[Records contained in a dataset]

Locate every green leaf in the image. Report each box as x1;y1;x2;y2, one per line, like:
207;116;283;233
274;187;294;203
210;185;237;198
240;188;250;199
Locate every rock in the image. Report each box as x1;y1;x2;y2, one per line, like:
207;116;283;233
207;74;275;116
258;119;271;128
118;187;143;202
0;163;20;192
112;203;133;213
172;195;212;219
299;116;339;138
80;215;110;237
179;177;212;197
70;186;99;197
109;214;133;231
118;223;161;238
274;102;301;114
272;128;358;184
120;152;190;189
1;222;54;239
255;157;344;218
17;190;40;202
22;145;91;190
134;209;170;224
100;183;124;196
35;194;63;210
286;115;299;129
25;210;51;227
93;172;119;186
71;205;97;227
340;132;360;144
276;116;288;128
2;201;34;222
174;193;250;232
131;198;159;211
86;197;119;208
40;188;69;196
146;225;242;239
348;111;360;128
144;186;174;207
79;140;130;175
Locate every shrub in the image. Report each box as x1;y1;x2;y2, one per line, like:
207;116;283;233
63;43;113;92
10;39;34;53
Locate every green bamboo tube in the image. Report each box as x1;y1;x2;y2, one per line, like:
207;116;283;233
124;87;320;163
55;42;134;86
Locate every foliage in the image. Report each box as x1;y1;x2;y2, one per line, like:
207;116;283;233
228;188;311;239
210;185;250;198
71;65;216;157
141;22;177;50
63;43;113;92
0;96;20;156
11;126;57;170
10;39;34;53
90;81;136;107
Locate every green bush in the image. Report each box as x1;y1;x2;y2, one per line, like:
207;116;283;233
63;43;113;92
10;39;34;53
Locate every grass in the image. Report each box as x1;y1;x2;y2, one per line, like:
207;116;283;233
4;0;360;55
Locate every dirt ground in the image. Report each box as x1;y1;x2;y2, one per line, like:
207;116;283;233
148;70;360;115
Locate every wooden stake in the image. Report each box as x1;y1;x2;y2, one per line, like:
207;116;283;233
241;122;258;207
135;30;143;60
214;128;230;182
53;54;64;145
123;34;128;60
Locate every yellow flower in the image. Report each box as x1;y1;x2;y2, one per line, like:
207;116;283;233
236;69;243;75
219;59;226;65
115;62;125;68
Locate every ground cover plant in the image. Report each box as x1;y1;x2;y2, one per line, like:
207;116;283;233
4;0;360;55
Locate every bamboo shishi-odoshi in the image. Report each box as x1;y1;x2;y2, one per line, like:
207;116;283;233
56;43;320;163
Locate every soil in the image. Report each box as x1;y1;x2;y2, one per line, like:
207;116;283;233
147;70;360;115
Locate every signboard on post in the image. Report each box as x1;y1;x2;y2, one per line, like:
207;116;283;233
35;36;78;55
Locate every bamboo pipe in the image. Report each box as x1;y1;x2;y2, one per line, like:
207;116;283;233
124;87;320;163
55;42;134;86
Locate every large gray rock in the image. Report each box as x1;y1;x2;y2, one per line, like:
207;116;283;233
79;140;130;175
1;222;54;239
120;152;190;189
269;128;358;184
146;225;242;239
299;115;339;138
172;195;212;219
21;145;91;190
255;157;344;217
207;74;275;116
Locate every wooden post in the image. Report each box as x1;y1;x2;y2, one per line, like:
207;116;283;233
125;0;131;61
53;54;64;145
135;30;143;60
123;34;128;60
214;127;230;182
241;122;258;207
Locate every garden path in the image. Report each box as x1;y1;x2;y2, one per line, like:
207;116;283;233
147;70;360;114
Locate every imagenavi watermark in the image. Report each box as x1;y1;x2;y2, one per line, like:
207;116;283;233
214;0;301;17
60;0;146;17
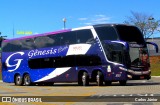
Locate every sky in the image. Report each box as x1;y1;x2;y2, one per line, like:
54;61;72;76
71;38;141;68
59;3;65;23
0;0;160;38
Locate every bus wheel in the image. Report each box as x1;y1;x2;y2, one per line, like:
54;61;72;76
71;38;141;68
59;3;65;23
23;74;31;86
81;72;89;86
105;81;112;86
14;75;23;86
119;80;127;86
96;71;103;86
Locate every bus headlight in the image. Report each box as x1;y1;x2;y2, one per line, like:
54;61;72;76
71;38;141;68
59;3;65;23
119;67;127;71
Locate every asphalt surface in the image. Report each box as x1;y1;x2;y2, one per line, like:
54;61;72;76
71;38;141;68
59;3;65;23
0;77;160;105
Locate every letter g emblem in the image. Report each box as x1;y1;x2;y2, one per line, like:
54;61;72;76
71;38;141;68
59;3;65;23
6;52;24;72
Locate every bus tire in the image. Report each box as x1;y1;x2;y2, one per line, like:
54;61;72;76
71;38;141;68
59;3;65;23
119;80;127;86
80;72;89;86
14;75;23;86
105;81;112;86
23;74;31;86
96;71;103;86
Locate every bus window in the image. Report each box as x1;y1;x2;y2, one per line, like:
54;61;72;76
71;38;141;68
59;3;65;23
95;27;118;41
76;30;93;43
35;36;55;48
2;40;22;52
21;38;35;50
60;31;76;45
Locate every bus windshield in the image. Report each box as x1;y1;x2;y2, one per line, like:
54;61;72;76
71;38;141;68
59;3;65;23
115;25;145;44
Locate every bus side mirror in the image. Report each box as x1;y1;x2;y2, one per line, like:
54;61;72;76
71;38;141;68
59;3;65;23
146;42;158;53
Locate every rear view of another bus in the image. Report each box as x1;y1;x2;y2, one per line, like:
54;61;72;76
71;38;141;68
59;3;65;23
115;25;158;80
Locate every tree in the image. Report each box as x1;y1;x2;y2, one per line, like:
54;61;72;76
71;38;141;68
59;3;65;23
124;11;160;39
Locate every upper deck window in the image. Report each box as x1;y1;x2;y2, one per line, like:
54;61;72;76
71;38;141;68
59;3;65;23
115;25;144;44
95;26;118;41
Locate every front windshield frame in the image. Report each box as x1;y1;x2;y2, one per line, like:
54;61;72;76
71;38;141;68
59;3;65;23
129;47;149;67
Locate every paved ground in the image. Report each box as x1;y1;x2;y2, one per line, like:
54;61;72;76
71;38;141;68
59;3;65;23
0;77;160;105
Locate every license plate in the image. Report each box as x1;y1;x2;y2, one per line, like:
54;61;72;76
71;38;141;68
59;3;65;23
140;76;144;79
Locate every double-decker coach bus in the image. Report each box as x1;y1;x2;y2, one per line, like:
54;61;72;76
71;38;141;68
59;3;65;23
2;24;158;86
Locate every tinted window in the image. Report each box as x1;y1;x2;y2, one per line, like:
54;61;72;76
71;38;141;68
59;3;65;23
28;55;101;69
76;30;94;43
19;38;35;50
95;27;118;41
116;25;144;44
2;40;22;52
3;30;93;52
61;32;76;45
34;36;55;48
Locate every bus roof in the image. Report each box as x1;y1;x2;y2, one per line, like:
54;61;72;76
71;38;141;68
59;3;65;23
3;29;71;42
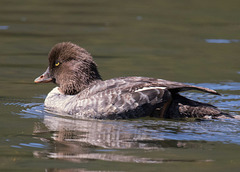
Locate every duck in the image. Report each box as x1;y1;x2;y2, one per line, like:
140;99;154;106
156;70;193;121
34;42;230;120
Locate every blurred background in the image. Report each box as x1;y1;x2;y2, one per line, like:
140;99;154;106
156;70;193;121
0;0;240;171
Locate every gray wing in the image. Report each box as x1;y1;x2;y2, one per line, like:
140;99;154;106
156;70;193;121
85;77;220;95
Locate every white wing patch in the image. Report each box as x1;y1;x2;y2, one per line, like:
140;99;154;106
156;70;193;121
135;87;167;92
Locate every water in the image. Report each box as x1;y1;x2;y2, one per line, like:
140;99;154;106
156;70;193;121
0;0;240;172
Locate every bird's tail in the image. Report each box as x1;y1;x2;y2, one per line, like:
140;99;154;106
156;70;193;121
165;94;234;118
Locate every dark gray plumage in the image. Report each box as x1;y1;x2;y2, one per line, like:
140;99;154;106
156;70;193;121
35;42;231;119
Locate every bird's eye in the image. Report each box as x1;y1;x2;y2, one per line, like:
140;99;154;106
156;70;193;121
55;62;60;67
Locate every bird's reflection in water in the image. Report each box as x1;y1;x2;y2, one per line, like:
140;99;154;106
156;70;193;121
34;115;209;163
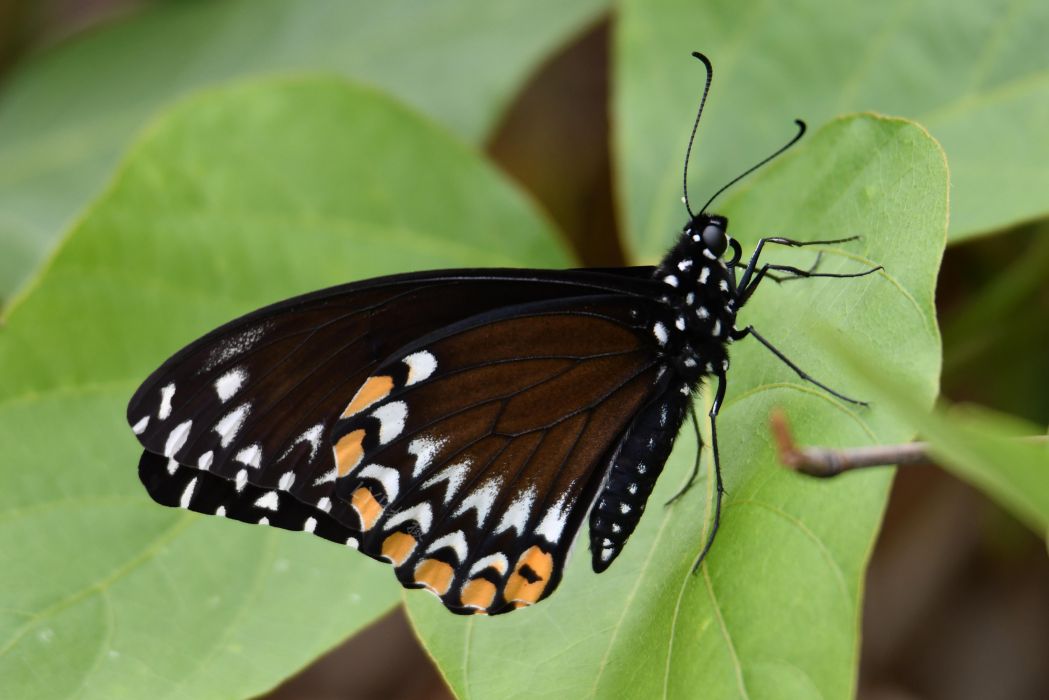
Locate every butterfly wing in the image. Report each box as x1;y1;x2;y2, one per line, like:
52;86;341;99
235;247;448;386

STATED GOAL:
Exclude all pictures and reproduce exactly the lines from the one containing "Locate every white" through the final line of the entries above.

SOLUTION BELOW:
Locate every white wing patch in the image. Report each box as x1;y1;x2;y2, one per line, like:
140;99;154;106
156;70;193;121
135;87;167;92
Locate every water in the image. Report each box as x1;y1;x2;y2, one per line, like:
140;99;154;106
156;70;193;121
0;0;240;172
Locate every bird's tail in the image. Report each box as x1;y1;x2;y2, one per line, like:
140;99;154;106
156;70;193;121
165;94;234;118
Locate every dark gray plumage in the image. Report each box as x1;y1;x2;y2, one per line, like:
140;99;154;106
156;70;193;121
35;42;231;119
Locate every bird's eye in the image. Report each box as x1;y1;x2;y2, one per line, like:
140;99;154;106
156;70;193;121
55;62;60;67
Locate every bird's reflection in water in the image. Report each box as x1;y1;x2;y2, one per line, like:
140;99;154;106
156;70;193;121
34;115;209;163
Locate every butterfly wing in the image. Report each box as x1;y1;x2;y2, one per line, like:
52;86;341;99
235;247;448;386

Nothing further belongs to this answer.